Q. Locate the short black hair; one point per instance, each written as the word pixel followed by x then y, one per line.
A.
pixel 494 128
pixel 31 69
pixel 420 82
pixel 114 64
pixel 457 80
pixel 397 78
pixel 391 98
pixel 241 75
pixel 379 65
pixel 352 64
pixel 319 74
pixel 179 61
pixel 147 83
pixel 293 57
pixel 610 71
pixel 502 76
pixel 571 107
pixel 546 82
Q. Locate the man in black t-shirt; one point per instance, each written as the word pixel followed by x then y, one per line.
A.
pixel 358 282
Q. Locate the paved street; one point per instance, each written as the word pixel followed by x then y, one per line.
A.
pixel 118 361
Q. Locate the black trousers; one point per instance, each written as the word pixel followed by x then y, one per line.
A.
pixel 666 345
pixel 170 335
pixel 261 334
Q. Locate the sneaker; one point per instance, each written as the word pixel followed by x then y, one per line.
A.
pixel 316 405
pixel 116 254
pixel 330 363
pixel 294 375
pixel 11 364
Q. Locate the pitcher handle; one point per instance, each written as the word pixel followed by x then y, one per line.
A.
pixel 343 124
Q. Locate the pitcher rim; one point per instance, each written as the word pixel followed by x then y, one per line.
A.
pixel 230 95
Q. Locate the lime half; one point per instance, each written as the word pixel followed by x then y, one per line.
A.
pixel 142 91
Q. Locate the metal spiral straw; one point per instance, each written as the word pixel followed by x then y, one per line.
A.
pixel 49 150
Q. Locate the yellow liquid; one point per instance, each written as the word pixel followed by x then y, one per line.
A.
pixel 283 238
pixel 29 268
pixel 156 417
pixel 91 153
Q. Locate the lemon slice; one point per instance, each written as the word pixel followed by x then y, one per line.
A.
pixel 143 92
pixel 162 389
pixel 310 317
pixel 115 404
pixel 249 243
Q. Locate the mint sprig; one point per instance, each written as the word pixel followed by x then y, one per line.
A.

────────────────────

● **What this task involves**
The lines to reproduce run from the one containing "Q. Locate the yellow" to the last line of the listing; print them exactly, including both ends.

● **Exercise solution**
Q. Locate the yellow liquid; one point per instance, each written as the word pixel followed by x then y, one per line.
A.
pixel 283 238
pixel 29 268
pixel 156 417
pixel 91 153
Q. Locate the lemon slice; one point per instance, each written as the word pixel followed by x then y, one per line.
A.
pixel 143 92
pixel 162 389
pixel 310 317
pixel 115 404
pixel 249 243
Q. Locate the mint sprig; one point per instance, each written as the word pixel followed by x then y, one per line.
A.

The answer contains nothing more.